[Dataset records on where objects are located]
[start]

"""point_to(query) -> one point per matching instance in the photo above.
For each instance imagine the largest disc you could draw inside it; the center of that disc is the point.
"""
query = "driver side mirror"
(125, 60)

[end]

Rewrite the records above with every "disc" changed to "circle", leaving everything else unchanged.

"""point_to(query) -> one point per matching instance in the photo above.
For each instance imagine the largest circle you could draw inside it; the center of that circle is the point.
"""
query = "driver side mirror"
(125, 60)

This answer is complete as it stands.